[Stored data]
**********

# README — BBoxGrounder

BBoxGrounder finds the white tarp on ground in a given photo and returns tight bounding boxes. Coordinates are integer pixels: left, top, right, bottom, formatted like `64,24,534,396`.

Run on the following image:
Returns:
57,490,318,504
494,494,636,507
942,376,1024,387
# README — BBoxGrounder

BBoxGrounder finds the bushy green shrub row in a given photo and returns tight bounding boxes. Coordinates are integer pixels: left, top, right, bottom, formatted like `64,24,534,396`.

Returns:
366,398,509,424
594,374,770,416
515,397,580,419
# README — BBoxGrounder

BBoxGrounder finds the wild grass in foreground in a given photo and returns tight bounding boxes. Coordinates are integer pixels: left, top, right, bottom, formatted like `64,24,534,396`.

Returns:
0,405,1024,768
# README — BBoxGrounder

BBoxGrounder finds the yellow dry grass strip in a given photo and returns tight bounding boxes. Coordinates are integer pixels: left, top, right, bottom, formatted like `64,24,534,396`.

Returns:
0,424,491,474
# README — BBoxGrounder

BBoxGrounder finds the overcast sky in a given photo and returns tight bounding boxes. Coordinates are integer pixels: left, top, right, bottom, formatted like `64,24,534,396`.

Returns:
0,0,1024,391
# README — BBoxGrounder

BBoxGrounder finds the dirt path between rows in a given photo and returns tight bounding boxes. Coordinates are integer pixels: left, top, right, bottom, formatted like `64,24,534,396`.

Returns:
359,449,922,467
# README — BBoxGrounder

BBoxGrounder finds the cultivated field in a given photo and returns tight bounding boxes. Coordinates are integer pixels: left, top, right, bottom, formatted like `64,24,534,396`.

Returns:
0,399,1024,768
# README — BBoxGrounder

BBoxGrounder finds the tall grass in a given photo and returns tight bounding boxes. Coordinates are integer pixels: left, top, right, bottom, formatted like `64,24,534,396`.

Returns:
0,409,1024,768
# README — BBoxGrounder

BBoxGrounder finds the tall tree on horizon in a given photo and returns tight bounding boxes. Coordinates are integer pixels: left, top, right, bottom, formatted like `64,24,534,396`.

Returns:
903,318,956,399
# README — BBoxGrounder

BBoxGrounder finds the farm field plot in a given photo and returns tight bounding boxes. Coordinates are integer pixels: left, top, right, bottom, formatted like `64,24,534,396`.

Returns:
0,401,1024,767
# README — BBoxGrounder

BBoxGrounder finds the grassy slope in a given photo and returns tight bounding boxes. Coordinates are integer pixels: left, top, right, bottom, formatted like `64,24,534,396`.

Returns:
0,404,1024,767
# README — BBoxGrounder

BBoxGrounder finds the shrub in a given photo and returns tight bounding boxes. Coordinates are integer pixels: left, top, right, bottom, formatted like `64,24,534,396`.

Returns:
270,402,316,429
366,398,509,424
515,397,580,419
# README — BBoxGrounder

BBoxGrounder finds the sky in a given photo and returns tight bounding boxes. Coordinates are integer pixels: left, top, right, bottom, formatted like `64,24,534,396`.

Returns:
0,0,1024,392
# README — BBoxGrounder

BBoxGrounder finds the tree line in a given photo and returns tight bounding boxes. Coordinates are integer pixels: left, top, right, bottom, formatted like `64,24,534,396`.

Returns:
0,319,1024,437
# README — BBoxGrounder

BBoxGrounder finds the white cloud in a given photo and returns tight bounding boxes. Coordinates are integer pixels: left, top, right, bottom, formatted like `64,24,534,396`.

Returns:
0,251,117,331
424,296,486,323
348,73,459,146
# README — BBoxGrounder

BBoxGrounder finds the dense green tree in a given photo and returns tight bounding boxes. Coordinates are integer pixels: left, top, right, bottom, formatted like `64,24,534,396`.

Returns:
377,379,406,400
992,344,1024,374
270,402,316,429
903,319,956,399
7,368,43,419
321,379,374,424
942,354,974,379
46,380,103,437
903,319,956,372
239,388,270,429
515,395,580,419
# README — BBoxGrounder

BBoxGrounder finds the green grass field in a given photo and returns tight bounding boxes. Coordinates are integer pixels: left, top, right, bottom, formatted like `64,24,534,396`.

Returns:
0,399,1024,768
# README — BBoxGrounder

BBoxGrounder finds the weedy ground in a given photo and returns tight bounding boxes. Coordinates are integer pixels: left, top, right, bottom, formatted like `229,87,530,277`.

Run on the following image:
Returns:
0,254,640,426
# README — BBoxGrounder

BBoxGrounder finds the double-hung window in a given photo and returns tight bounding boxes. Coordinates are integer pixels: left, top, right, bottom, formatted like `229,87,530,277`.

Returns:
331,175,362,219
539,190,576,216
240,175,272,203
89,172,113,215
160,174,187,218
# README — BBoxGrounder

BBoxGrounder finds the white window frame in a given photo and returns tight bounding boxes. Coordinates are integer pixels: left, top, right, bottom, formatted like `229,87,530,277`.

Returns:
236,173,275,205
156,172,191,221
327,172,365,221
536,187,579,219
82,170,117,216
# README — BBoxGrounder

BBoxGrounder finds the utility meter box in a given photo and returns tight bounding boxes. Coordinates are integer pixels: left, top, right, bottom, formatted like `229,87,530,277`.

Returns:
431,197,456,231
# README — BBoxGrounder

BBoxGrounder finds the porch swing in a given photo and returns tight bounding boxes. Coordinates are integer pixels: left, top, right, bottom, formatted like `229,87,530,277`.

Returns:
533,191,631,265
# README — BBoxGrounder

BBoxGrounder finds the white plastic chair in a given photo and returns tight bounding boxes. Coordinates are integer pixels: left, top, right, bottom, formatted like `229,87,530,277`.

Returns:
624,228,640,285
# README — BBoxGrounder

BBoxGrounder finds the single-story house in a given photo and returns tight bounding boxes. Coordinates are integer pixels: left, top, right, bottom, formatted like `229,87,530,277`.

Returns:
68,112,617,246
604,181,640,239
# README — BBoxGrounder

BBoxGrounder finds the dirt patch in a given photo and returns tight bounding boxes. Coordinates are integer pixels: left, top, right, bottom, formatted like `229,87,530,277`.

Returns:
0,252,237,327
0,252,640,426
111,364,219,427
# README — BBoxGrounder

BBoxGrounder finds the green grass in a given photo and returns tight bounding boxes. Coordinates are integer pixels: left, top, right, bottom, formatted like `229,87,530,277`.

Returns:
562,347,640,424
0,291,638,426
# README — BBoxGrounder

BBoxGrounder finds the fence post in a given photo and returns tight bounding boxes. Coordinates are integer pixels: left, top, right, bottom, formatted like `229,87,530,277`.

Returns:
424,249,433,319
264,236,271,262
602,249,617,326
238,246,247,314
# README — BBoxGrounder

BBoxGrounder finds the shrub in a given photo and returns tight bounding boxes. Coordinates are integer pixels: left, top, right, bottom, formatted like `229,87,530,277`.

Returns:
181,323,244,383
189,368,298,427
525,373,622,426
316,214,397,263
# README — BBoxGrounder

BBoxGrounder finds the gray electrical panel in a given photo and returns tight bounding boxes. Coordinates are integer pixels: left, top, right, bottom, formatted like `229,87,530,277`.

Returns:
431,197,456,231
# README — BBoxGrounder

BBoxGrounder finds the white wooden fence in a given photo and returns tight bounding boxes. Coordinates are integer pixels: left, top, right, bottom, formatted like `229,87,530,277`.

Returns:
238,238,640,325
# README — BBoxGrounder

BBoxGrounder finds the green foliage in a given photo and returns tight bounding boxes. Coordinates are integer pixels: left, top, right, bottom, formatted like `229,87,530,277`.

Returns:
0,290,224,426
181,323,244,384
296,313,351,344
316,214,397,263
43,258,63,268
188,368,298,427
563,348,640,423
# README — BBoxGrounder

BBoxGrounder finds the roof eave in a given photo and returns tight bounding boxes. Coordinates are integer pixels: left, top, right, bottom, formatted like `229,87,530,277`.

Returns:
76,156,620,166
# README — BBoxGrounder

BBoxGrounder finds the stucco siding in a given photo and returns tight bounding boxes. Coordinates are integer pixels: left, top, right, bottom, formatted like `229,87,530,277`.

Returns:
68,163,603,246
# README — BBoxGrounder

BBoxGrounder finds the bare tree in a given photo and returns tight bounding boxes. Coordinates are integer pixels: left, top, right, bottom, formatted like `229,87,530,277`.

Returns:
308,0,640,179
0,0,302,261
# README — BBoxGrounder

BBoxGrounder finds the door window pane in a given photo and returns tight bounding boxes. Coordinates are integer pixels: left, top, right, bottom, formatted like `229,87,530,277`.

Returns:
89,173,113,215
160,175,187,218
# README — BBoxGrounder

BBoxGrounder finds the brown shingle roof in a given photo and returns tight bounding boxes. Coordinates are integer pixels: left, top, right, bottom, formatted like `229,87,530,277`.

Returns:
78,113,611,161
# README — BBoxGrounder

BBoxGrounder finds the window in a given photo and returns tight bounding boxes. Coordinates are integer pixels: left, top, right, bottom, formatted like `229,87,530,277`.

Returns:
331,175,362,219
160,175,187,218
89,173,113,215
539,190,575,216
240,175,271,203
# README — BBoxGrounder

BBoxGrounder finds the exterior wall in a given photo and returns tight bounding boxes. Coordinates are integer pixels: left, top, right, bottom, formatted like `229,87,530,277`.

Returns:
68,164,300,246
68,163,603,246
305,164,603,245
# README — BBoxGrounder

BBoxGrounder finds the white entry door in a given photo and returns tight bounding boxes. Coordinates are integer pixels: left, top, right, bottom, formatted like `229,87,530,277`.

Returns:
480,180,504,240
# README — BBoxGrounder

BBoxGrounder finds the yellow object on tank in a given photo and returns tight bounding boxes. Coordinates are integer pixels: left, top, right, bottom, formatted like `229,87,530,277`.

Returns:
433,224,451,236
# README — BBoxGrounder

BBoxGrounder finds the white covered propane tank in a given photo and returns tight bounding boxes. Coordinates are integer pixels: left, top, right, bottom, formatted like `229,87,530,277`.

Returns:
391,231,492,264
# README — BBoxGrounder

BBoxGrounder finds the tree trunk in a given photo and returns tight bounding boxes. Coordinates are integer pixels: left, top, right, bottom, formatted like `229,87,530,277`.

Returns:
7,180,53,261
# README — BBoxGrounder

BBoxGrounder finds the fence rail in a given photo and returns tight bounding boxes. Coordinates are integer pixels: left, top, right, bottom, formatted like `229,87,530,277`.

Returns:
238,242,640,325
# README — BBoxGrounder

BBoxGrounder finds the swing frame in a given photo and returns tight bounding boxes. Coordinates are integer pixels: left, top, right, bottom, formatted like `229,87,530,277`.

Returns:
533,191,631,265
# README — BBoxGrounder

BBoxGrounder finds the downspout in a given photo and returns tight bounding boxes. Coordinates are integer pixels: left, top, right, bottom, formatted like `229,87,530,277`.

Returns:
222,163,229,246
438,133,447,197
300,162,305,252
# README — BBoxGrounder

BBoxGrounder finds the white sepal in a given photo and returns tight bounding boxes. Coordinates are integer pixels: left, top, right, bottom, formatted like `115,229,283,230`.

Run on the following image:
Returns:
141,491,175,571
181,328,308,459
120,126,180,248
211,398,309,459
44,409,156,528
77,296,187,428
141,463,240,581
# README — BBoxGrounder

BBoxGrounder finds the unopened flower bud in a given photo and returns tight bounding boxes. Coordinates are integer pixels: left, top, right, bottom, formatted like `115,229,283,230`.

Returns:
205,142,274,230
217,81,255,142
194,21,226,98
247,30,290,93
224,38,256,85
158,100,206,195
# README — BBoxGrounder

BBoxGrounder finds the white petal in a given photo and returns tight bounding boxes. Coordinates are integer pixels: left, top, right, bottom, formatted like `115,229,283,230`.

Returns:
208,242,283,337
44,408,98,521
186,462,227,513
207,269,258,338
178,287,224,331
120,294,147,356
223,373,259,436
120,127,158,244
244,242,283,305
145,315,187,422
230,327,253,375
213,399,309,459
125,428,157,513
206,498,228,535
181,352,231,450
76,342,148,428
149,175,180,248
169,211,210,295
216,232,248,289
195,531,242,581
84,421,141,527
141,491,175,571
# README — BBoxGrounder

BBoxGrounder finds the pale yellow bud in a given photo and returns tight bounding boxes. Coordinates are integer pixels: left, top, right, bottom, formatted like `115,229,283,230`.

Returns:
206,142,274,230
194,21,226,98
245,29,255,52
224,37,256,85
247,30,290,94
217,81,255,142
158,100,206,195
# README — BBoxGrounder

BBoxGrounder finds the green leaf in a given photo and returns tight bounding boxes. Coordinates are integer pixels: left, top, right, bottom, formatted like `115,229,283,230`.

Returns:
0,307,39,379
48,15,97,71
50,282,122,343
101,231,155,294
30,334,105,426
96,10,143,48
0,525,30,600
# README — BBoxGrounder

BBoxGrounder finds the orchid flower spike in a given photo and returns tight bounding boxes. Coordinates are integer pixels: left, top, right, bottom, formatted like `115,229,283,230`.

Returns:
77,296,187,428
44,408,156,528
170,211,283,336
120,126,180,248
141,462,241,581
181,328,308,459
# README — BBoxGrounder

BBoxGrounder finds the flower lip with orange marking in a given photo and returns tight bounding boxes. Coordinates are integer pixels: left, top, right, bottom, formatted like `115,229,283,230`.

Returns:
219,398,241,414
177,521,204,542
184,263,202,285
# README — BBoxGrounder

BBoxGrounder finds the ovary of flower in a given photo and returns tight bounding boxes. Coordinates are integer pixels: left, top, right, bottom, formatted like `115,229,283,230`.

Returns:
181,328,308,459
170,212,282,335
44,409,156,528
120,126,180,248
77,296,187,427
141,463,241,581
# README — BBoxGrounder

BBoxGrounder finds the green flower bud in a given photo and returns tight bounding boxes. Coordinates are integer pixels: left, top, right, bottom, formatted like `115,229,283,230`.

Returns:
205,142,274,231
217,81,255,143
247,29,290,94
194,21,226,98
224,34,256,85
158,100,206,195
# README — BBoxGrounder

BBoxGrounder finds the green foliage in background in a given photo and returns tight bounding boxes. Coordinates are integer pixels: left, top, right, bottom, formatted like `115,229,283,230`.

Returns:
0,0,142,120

**********

Request:
Can you reproduce, character for character, the part of the data that begins at its very start and ends with the line containing "0,0,1024,391", including that line?

Task solution:
# README — BBoxGrounder

BBoxGrounder finds the white tarp on ground in a given photo and returns tight bounding boxes. Coordinates are integer pixels: left, top, right, bottom, formatted like `64,24,534,396`.

Run on the following image:
Returns:
57,490,318,504
494,494,636,507
942,376,1024,387
# README — BBoxGrounder

BBoxGrounder finds the bushy green shrub row in a given photo and returns tight bounding boxes. Coordinates are integer pixels: left, top, right, bottom, formatted like `64,24,534,396`.

Returns:
366,398,509,424
594,374,770,416
515,397,580,419
# README — BBoxGrounder

BBoxGrounder finds the wild grass in foreground in a given photo and returns tight bounding boxes. Coordinates are integer pixels: left, top, right, bottom, formatted like `64,24,534,396`.

Returns:
0,405,1024,768
# README — BBoxGrounder

BBoxGrounder finds the yellow dry grass strip in a given photo and returns tight bounding boxes. Coordinates are integer pixels: left, top, right, bottom, formatted like `64,24,534,396`.

Returns:
0,424,491,474
# README — BBoxGrounder

BBoxGrounder finds the overcast sky in a given photo and returns tight bounding boxes. Coordinates are integer pixels: left, top, right, bottom, formatted like `64,24,534,396`.

Returns:
0,0,1024,391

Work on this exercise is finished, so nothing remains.